● **Source**:
begin
Even now, after a steep foreign-policy learning curve experienced by Obama and hit entire administration, American knowledge and sentiment is bathed in ignorance. It would be assumed that a self-evaluation would be undergone to see if there are ways in wish we could more-positively affect those Arabs striving for democratic change, yet a great ambivalence towards Yemen is being displayed by American media. Too often it is said that the U.S. Considers Yemen its greatest terror threat, yet nothing is mentioned about the perfect opportunity we have right now to fix that, without guns or financial expenditure. Yemenis are not terrorists and generally do not sympathize with al-Qaeda. When radical sheikh Zindani gave a speech at the university, flanked by unwelcome security guards carrying firearms, he was essentially booed offstage after calling for an Islamic caliphate to be established in the country. Hardly any foreign reporters were to be seen, and this was the Yemeni people in their natural environment expressing their true views. The U.S. Must take a gamble and side with the young people wanting to change their intensely tribalistic and not-too-developing society. Obama's strong condemnation of the acts by the current regime is a good first step, yet much money is giving to the Yemeni government, finances upon which Ali Abdullah Saleh relies heavily. If this financial aid were suspended, it would drive a massive wedge into his regime and cause him to re-think just how willing he is to keep on the current trajectory of government handouts to those whose loyalty is the most important thing to him. Instead, we hear sound-bite news clips of Yemen without seasoned, in-depth analysis, and the American people thus simply have no chance of seeing the country for what it is without going there.
end
● **Instructions to follow**: Say whether each statement agrees with the Yemen passage, answering yes or no and quoting the words from the passage that decide it. 1. Zindani was booed offstage after calling for an Islamic caliphate. 2. Many foreign reporters attended Zindani's speech. 3. The writer suggests that suspending financial aid would weaken Saleh's regime. The rows that come next have no connection to the Yemen passage.

● **Data**:
begin
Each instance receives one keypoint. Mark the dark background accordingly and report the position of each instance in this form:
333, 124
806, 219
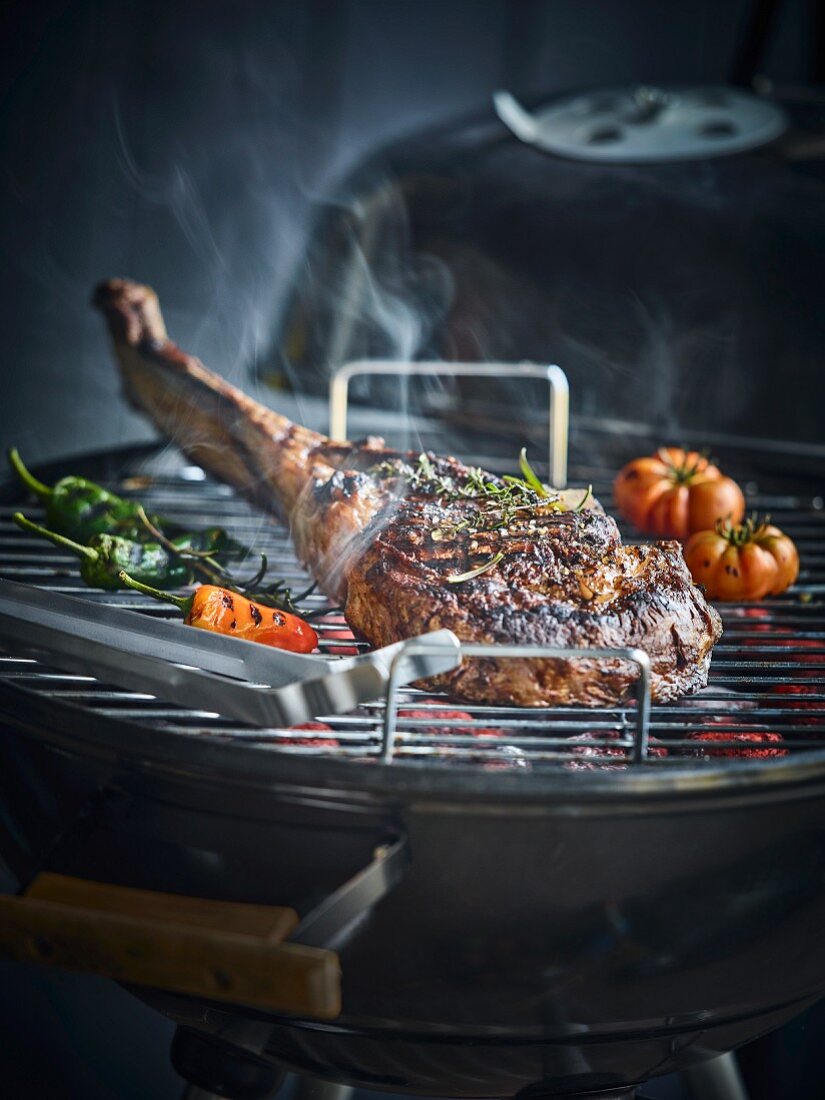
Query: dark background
186, 144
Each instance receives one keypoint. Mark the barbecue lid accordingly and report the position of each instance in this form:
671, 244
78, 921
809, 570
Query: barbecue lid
646, 124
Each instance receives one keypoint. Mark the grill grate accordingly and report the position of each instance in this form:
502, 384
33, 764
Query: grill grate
766, 697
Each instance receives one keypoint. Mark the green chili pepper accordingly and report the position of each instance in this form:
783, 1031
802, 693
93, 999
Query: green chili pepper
212, 540
78, 508
106, 556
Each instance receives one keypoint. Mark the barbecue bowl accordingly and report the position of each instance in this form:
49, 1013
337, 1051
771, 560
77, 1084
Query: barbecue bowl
564, 930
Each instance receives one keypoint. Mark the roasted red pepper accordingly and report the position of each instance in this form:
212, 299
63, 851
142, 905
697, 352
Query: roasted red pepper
224, 612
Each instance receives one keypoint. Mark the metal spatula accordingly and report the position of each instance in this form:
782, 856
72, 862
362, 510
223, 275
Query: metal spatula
241, 680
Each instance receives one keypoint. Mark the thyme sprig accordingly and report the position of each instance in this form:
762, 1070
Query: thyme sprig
471, 573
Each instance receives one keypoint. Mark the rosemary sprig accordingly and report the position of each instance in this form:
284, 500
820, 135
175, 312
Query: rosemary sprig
529, 474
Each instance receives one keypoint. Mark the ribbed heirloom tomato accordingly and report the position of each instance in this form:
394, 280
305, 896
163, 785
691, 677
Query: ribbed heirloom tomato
743, 561
674, 493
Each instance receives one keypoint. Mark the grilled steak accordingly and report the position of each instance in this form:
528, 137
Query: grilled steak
413, 542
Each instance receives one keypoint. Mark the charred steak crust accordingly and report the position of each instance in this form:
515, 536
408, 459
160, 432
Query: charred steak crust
563, 579
411, 542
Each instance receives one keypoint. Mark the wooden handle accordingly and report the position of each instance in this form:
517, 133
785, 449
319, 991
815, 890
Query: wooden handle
221, 950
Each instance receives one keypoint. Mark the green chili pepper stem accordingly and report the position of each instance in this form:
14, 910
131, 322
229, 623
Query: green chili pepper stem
59, 540
41, 491
183, 603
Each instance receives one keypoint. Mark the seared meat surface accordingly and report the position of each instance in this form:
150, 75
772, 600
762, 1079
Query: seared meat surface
413, 542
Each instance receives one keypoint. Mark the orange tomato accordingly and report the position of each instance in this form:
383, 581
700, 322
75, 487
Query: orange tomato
674, 493
743, 561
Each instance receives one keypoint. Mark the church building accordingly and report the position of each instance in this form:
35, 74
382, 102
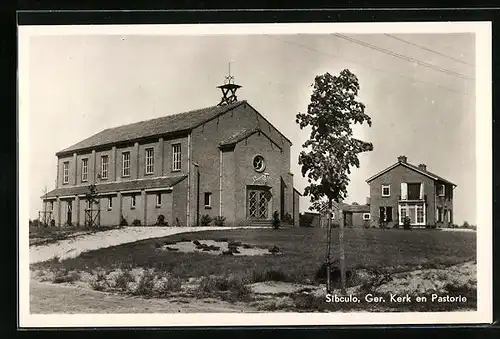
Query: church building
227, 160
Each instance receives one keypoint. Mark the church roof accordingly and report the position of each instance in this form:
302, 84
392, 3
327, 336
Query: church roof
154, 127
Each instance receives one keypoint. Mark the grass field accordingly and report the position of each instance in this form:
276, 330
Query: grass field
304, 250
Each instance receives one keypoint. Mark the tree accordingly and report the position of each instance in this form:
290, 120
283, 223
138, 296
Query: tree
331, 150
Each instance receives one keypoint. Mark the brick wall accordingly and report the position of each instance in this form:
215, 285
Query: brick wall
153, 211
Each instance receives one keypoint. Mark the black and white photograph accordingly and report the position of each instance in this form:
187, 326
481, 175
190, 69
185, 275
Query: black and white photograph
175, 175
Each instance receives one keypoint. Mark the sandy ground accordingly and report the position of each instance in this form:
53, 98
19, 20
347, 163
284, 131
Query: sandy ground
457, 230
70, 248
49, 298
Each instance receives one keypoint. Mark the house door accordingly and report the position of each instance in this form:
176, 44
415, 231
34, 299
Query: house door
69, 210
347, 219
258, 203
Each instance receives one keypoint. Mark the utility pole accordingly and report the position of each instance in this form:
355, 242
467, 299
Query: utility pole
end
● **Reply to the exercise**:
1. Yes: "he was essentially booed offstage after calling for an Islamic caliphate to be established in the country"
2. No: "Hardly any foreign reporters were to be seen"
3. Yes: "If this financial aid were suspended, it would drive a massive wedge into his regime"